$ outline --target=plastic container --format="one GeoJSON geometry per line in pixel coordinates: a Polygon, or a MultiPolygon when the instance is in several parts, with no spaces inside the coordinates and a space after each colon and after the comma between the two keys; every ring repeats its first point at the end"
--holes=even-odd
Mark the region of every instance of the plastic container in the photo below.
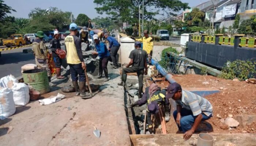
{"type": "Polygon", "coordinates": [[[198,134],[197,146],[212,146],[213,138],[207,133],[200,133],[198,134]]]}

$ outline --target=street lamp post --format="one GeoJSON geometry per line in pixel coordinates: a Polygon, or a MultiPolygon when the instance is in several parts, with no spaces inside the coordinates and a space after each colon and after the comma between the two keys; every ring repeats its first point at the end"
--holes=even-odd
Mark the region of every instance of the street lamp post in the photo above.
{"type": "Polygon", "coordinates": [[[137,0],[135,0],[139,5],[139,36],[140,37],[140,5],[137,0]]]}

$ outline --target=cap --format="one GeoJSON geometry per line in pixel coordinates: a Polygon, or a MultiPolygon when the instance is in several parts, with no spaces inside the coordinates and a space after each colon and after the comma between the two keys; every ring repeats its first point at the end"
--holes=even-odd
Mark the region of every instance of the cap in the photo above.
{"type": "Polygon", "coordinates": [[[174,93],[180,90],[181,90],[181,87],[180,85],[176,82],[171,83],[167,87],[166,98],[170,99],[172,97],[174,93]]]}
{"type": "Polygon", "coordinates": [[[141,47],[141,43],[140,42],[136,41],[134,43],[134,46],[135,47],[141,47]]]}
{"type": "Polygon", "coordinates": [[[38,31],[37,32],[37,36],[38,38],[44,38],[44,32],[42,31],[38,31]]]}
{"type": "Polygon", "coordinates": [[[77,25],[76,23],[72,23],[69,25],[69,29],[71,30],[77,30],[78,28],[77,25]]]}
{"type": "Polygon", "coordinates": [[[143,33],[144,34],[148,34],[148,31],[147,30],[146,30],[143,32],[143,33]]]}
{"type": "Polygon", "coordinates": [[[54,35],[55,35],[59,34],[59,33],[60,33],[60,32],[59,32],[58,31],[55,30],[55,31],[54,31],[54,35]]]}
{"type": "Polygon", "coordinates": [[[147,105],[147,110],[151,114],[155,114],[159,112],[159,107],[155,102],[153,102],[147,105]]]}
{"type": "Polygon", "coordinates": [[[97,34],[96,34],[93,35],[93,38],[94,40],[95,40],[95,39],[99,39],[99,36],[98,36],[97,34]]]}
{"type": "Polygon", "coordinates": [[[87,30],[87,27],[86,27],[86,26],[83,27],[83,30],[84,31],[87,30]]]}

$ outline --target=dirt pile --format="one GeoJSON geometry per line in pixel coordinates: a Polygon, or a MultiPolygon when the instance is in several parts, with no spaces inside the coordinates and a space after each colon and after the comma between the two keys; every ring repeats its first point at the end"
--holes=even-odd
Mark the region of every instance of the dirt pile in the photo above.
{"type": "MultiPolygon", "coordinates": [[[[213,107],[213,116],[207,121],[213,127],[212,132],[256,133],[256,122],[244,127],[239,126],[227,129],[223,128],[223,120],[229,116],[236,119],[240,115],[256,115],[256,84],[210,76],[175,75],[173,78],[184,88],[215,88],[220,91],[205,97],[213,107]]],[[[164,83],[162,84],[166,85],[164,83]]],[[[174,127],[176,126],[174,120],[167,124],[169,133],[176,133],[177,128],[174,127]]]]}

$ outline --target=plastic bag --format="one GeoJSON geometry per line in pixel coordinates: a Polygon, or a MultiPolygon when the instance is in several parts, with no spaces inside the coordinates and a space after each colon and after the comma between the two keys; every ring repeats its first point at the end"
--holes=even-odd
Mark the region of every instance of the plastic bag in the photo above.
---
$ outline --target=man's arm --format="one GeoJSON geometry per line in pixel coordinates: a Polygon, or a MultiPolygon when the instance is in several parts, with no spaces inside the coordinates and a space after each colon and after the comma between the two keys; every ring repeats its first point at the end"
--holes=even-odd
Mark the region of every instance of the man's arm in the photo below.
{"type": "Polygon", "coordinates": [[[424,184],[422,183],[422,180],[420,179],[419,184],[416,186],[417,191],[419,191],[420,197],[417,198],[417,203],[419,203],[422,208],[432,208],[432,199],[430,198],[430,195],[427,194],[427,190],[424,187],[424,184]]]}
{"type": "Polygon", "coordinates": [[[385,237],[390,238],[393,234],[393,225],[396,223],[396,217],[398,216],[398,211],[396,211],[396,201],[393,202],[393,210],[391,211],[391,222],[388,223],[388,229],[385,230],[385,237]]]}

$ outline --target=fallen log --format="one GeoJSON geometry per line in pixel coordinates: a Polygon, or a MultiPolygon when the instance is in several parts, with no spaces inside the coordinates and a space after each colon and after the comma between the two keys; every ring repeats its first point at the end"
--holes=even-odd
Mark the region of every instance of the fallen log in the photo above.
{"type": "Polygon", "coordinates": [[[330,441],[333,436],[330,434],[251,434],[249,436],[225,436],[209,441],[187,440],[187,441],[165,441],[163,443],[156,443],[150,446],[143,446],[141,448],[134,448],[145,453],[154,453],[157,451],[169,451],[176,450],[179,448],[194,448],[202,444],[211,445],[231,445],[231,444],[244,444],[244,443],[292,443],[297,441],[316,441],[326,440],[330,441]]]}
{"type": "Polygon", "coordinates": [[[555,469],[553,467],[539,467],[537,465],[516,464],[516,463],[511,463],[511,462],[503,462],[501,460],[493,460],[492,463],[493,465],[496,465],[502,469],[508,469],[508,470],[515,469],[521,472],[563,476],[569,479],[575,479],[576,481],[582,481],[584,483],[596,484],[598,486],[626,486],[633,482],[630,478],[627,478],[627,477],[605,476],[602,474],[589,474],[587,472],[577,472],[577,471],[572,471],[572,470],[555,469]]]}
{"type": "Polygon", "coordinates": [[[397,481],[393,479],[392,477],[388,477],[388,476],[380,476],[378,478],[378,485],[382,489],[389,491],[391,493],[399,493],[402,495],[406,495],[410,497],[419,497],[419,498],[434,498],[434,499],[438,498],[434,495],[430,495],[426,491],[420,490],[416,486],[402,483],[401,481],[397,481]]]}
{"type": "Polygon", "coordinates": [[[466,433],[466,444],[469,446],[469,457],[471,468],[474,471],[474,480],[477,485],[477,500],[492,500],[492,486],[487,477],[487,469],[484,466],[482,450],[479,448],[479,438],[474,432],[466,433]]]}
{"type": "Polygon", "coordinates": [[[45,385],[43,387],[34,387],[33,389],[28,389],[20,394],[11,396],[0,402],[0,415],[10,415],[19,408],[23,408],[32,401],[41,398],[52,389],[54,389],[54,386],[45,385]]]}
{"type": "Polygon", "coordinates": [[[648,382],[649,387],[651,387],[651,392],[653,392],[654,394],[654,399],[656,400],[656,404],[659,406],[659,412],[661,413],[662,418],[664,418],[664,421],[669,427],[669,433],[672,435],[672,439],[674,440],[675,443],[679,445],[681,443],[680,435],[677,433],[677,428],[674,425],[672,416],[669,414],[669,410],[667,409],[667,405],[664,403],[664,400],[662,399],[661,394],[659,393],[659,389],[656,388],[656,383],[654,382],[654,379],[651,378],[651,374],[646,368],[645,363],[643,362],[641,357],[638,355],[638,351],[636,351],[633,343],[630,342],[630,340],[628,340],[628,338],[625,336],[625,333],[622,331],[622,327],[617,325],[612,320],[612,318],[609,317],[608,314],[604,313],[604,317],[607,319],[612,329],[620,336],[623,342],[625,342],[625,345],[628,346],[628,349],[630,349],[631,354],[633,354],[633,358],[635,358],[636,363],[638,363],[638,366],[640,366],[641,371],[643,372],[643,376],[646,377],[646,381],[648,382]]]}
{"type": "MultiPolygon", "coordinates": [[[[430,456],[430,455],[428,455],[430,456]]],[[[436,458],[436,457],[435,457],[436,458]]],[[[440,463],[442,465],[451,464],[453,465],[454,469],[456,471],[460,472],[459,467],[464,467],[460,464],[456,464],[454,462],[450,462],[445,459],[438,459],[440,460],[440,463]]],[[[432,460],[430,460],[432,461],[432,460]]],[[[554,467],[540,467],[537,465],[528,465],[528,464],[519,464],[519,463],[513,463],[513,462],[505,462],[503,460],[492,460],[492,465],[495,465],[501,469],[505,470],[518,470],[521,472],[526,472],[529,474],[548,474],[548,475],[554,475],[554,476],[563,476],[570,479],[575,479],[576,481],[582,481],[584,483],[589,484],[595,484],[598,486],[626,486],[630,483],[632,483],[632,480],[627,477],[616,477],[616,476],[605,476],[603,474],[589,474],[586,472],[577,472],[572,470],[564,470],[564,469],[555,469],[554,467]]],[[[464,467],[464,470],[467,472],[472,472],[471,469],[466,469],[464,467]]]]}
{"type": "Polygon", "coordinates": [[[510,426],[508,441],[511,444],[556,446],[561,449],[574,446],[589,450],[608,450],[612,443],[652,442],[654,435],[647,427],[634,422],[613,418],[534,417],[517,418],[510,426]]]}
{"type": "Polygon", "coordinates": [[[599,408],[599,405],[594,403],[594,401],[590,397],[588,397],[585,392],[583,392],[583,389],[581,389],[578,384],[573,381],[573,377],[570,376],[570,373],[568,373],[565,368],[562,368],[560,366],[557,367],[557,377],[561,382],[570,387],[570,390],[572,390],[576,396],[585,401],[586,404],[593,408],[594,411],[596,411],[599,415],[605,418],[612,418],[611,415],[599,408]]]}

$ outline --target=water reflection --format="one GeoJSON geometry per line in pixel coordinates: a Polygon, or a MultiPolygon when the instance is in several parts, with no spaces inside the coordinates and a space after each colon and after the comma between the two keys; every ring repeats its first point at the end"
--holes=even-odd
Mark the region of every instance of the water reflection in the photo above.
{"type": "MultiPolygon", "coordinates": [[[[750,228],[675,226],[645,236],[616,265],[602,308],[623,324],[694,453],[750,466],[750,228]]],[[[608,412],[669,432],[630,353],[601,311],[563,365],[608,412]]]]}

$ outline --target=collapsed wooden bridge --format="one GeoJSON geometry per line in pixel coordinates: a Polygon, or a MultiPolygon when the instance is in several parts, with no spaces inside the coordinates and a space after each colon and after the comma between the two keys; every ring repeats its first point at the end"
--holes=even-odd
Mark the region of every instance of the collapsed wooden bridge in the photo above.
...
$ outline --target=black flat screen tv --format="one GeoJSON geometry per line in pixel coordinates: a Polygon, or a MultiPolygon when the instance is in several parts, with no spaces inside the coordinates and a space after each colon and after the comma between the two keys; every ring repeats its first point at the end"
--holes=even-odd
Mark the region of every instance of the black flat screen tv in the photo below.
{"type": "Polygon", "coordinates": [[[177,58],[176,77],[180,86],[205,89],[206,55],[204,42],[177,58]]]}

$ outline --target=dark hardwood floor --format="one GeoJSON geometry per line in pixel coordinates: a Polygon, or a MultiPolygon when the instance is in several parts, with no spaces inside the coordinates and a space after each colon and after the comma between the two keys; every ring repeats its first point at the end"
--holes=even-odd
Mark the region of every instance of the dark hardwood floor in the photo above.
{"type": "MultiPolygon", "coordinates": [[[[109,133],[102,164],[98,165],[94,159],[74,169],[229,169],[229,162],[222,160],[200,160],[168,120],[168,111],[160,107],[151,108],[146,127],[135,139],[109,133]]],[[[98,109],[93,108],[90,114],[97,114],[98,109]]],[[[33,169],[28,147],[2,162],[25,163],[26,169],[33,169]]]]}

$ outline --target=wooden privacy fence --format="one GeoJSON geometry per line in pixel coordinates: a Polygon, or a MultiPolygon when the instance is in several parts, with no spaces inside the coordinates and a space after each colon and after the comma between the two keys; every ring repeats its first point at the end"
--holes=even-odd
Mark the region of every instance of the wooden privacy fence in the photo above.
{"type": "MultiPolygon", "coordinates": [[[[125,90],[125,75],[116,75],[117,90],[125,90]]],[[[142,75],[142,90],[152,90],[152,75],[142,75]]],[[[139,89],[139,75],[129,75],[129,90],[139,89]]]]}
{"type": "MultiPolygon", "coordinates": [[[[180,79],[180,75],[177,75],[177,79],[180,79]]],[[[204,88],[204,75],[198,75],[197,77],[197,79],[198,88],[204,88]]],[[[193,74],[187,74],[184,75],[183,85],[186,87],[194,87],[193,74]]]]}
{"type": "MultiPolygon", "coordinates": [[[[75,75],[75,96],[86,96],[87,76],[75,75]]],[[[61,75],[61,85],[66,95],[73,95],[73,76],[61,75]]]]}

### REQUIRED WORK
Copy out the entries from the line with "outline --target=dirt pile" up to and including the line with "Mark the region of every instance of the dirt", character for character.

### THE OUTPUT
$ outline --target=dirt pile --format="one GeoJSON geometry per line in pixel coordinates: a Polygon, or a MultiPolygon when the instance is in several parts, with no spaces inside the coordinates and a space after each colon and after the comma between the two keys; every ring repeats its first point at the end"
--holes=even-odd
Mark the region of every instance of the dirt pile in the photo above.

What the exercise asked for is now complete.